##### Text segment #####

Just becarefull with biding .,, I am not being mean on this one but some store like Dollar General they pretty much know what the X cost will be so they have a little leeway with local priceing but just prepared for fast pacing on the set up once if you get the bid. 

the labor rate that will varies a bit in some degrees so expect that. and you may get some out of town/ state yahoos show up to do the work so be prepared for that. 

sometime it will be wise to check with other EC to see what they know about it and they can give you the tips if they are aware of it. 

I have done few major big box stores in my area and they can move pretty fast if the price is correct. the main thing is do not UNDERBID that what will bite ya hard. 
and if everything is is open ( no ceiling tile ) it will be not too bad at all.


----------



## CTshockhazard (Aug 28, 2009)

Sorry, but there's a 99% chance any time you spend on this will be wasted time.


----------



## splatz (May 23, 2015)

MikeFL said:


> On the plans, try using highlighters. Different color for each item you're counting. Duplex receptacles are all one color, EM lights another color, exit signs another color, etc. Makes it easier, faster & more accurate.
> 
> On the bid, if you know you're the only one in town, figure out what lodging is going to cost anyone else for per diem for their crew, and there's your cushion. Capture part of that.


IMO the best you can do is a combination of old and new. 

You can use a program like Bluebeam Revu to automate takeoffs. It doesn't take much time and it will almost always find stuff you missed. After working it over with Bluebeam, print it and check it by hand. 

A printer that will handle a 36" roll is in the $2000 - $3000 range but it pays for itself pretty fast in efficiency and avoided mistakes.

##### Given material #####

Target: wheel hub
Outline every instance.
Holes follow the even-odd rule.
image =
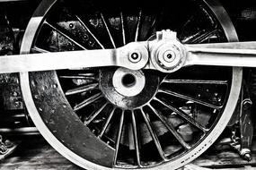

#####

- Tasks and exercises
1. Rewrite the paragraph of the bidding thread that begins "You can use a program like Bluebeam Revu" as a short list that keeps its main facts.
2. According to the bidding thread, what does a printer that handles a 36" roll cost?
The lines aren't needed for this work.

- Expected results
1.
- Use a program such as Bluebeam Revu to automate takeoffs.
- It takes little time and almost always finds items you missed.
- After running the takeoff in Bluebeam, print it and check it by hand.

2. It costs between $2000 and $3000.